To be done ▸ Could you copy out every one of the entries below word for word, leaving nothing out and changing nothing?

Task inputs ▸

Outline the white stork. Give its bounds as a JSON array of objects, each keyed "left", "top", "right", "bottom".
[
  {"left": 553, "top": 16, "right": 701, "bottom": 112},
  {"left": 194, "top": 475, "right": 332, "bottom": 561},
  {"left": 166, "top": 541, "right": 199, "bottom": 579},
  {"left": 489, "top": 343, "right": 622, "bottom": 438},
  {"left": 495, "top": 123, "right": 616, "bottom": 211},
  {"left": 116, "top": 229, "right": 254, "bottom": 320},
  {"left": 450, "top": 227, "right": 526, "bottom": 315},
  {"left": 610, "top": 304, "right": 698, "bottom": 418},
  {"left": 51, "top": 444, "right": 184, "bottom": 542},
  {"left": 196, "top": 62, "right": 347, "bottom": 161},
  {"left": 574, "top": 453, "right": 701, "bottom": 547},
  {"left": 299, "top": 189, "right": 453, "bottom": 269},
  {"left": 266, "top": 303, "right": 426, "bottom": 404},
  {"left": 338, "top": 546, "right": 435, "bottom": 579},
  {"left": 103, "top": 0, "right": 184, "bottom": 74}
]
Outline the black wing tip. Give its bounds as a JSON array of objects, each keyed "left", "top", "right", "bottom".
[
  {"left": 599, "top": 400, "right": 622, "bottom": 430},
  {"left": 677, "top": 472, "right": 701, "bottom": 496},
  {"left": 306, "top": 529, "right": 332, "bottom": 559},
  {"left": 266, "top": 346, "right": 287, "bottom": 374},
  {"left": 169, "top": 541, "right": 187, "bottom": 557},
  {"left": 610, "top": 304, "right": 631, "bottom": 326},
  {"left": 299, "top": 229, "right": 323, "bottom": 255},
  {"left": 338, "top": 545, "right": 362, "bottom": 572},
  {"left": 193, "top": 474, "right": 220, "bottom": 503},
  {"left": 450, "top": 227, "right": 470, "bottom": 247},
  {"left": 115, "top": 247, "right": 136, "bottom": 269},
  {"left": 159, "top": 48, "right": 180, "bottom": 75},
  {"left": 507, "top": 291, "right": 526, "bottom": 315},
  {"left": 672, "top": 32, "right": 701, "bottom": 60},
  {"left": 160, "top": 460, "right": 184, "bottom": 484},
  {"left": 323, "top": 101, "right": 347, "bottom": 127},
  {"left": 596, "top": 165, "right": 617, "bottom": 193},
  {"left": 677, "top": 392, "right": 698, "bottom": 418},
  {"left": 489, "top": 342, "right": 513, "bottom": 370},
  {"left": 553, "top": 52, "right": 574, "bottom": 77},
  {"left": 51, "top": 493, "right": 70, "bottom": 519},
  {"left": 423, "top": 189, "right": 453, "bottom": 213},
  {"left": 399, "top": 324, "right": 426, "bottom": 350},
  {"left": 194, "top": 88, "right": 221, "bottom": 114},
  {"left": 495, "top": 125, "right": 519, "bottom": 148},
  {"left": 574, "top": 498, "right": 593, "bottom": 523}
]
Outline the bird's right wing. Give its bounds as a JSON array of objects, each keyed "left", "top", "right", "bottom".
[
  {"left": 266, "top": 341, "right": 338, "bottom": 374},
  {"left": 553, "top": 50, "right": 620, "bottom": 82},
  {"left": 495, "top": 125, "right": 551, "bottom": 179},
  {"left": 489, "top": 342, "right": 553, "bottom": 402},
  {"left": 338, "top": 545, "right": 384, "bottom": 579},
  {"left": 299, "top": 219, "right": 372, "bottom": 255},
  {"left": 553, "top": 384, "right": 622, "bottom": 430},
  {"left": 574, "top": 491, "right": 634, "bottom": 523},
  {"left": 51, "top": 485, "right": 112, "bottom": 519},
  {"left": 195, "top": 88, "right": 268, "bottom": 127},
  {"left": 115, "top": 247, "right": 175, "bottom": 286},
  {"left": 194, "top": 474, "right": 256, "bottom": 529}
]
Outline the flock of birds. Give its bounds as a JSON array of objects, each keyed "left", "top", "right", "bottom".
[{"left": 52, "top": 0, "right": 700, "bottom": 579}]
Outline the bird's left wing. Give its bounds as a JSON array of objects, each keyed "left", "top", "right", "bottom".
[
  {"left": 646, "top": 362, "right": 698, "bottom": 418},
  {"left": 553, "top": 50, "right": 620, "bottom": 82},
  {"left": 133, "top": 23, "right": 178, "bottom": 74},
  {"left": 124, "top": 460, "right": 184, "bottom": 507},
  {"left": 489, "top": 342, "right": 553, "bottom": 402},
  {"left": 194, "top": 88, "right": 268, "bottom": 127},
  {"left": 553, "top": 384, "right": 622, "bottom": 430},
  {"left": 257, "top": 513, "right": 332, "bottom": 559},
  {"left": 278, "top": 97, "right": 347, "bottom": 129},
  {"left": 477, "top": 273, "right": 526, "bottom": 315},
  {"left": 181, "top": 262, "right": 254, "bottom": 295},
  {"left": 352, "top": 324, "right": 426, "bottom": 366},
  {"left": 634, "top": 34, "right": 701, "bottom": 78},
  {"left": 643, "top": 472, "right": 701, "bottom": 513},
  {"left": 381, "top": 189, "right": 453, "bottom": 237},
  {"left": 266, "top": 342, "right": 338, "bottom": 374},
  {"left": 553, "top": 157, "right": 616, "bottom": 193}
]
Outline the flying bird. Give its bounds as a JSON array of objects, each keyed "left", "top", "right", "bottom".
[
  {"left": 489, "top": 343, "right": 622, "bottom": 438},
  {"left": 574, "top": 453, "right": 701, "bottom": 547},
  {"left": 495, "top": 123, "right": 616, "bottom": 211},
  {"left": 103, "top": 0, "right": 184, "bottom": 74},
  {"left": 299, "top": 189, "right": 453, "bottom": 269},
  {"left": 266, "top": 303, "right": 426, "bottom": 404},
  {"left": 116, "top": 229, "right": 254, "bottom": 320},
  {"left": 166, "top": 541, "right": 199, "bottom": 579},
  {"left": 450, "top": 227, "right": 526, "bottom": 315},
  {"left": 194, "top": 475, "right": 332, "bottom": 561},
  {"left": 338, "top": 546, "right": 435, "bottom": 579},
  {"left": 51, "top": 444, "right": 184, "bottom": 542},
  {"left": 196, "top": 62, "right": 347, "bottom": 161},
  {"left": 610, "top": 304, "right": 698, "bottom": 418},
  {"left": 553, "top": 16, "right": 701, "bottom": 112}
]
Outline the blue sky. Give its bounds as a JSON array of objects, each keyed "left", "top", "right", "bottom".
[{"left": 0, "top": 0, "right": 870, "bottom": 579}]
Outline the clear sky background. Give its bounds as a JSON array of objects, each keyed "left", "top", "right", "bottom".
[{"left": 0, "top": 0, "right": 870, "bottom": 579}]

Solved problem ▸
Outline the white stork. Give its bounds as a JSON array of objects, each keyed "left", "top", "right", "bottom".
[
  {"left": 553, "top": 16, "right": 701, "bottom": 112},
  {"left": 194, "top": 475, "right": 332, "bottom": 561},
  {"left": 166, "top": 541, "right": 199, "bottom": 579},
  {"left": 489, "top": 343, "right": 622, "bottom": 438},
  {"left": 495, "top": 123, "right": 616, "bottom": 211},
  {"left": 116, "top": 229, "right": 254, "bottom": 320},
  {"left": 450, "top": 227, "right": 526, "bottom": 315},
  {"left": 610, "top": 304, "right": 698, "bottom": 418},
  {"left": 51, "top": 444, "right": 184, "bottom": 542},
  {"left": 196, "top": 62, "right": 347, "bottom": 161},
  {"left": 574, "top": 453, "right": 701, "bottom": 547},
  {"left": 299, "top": 189, "right": 453, "bottom": 269},
  {"left": 266, "top": 303, "right": 426, "bottom": 404},
  {"left": 338, "top": 546, "right": 435, "bottom": 579},
  {"left": 103, "top": 0, "right": 184, "bottom": 74}
]
Outline the black wing tip. Give its bounds as a JSON array of objects, each keyed "left", "top", "right", "bottom".
[
  {"left": 599, "top": 400, "right": 622, "bottom": 430},
  {"left": 677, "top": 472, "right": 701, "bottom": 496},
  {"left": 306, "top": 529, "right": 332, "bottom": 559},
  {"left": 266, "top": 346, "right": 287, "bottom": 374},
  {"left": 169, "top": 541, "right": 187, "bottom": 557},
  {"left": 610, "top": 304, "right": 631, "bottom": 326},
  {"left": 299, "top": 229, "right": 323, "bottom": 255},
  {"left": 338, "top": 545, "right": 362, "bottom": 572},
  {"left": 193, "top": 474, "right": 220, "bottom": 503},
  {"left": 450, "top": 227, "right": 470, "bottom": 247},
  {"left": 115, "top": 247, "right": 136, "bottom": 269},
  {"left": 159, "top": 48, "right": 180, "bottom": 75},
  {"left": 507, "top": 291, "right": 526, "bottom": 315},
  {"left": 672, "top": 32, "right": 701, "bottom": 60},
  {"left": 160, "top": 460, "right": 184, "bottom": 484},
  {"left": 323, "top": 101, "right": 347, "bottom": 127},
  {"left": 596, "top": 165, "right": 617, "bottom": 193},
  {"left": 677, "top": 392, "right": 698, "bottom": 418},
  {"left": 489, "top": 342, "right": 513, "bottom": 370},
  {"left": 553, "top": 52, "right": 574, "bottom": 77},
  {"left": 51, "top": 493, "right": 70, "bottom": 519},
  {"left": 423, "top": 189, "right": 453, "bottom": 213},
  {"left": 399, "top": 324, "right": 426, "bottom": 350},
  {"left": 194, "top": 88, "right": 221, "bottom": 114},
  {"left": 495, "top": 125, "right": 519, "bottom": 148},
  {"left": 574, "top": 498, "right": 593, "bottom": 523}
]
Outline the bird's right wing. Give its bounds as a JSON array of objects, each keyed "left", "top", "right", "bottom".
[
  {"left": 266, "top": 341, "right": 338, "bottom": 374},
  {"left": 553, "top": 50, "right": 620, "bottom": 82},
  {"left": 495, "top": 125, "right": 551, "bottom": 179},
  {"left": 489, "top": 342, "right": 553, "bottom": 402},
  {"left": 338, "top": 545, "right": 384, "bottom": 579},
  {"left": 299, "top": 219, "right": 372, "bottom": 255},
  {"left": 553, "top": 384, "right": 622, "bottom": 430},
  {"left": 574, "top": 491, "right": 634, "bottom": 523},
  {"left": 51, "top": 485, "right": 112, "bottom": 519},
  {"left": 195, "top": 88, "right": 268, "bottom": 127},
  {"left": 115, "top": 247, "right": 175, "bottom": 286},
  {"left": 194, "top": 474, "right": 256, "bottom": 529}
]
Outline the flock of birds. Give its bounds as a JSON array of objects, each keyed "left", "top", "right", "bottom".
[{"left": 52, "top": 0, "right": 700, "bottom": 579}]
Outline the bird's left wing. Give its bounds as a JSON array of objects, each keyed "left", "top", "right", "bottom".
[
  {"left": 646, "top": 362, "right": 698, "bottom": 418},
  {"left": 553, "top": 50, "right": 620, "bottom": 82},
  {"left": 133, "top": 23, "right": 178, "bottom": 74},
  {"left": 124, "top": 460, "right": 184, "bottom": 507},
  {"left": 489, "top": 342, "right": 553, "bottom": 402},
  {"left": 194, "top": 88, "right": 268, "bottom": 127},
  {"left": 553, "top": 384, "right": 622, "bottom": 430},
  {"left": 257, "top": 513, "right": 332, "bottom": 559},
  {"left": 278, "top": 97, "right": 347, "bottom": 129},
  {"left": 477, "top": 273, "right": 526, "bottom": 315},
  {"left": 181, "top": 262, "right": 254, "bottom": 295},
  {"left": 352, "top": 324, "right": 426, "bottom": 366},
  {"left": 634, "top": 34, "right": 701, "bottom": 78},
  {"left": 643, "top": 472, "right": 701, "bottom": 513},
  {"left": 381, "top": 189, "right": 453, "bottom": 237},
  {"left": 266, "top": 342, "right": 338, "bottom": 374},
  {"left": 553, "top": 157, "right": 616, "bottom": 193}
]
Outline the flying bird. Give its bounds as a JSON array of objects, each keyed "left", "top", "right", "bottom".
[
  {"left": 489, "top": 343, "right": 622, "bottom": 438},
  {"left": 574, "top": 453, "right": 701, "bottom": 547},
  {"left": 495, "top": 123, "right": 616, "bottom": 211},
  {"left": 103, "top": 0, "right": 184, "bottom": 74},
  {"left": 299, "top": 189, "right": 453, "bottom": 269},
  {"left": 266, "top": 303, "right": 426, "bottom": 404},
  {"left": 116, "top": 229, "right": 254, "bottom": 320},
  {"left": 166, "top": 541, "right": 199, "bottom": 579},
  {"left": 450, "top": 227, "right": 526, "bottom": 315},
  {"left": 194, "top": 475, "right": 332, "bottom": 561},
  {"left": 338, "top": 546, "right": 435, "bottom": 579},
  {"left": 51, "top": 444, "right": 184, "bottom": 542},
  {"left": 196, "top": 62, "right": 347, "bottom": 161},
  {"left": 610, "top": 304, "right": 698, "bottom": 418},
  {"left": 553, "top": 16, "right": 701, "bottom": 112}
]
Outline the blue sky. Give its bounds as a JSON array of objects, each keyed "left", "top", "right", "bottom".
[{"left": 0, "top": 0, "right": 870, "bottom": 579}]
Outline the clear sky background. Give its bounds as a JSON array of objects, each keyed "left", "top", "right", "bottom".
[{"left": 0, "top": 0, "right": 870, "bottom": 579}]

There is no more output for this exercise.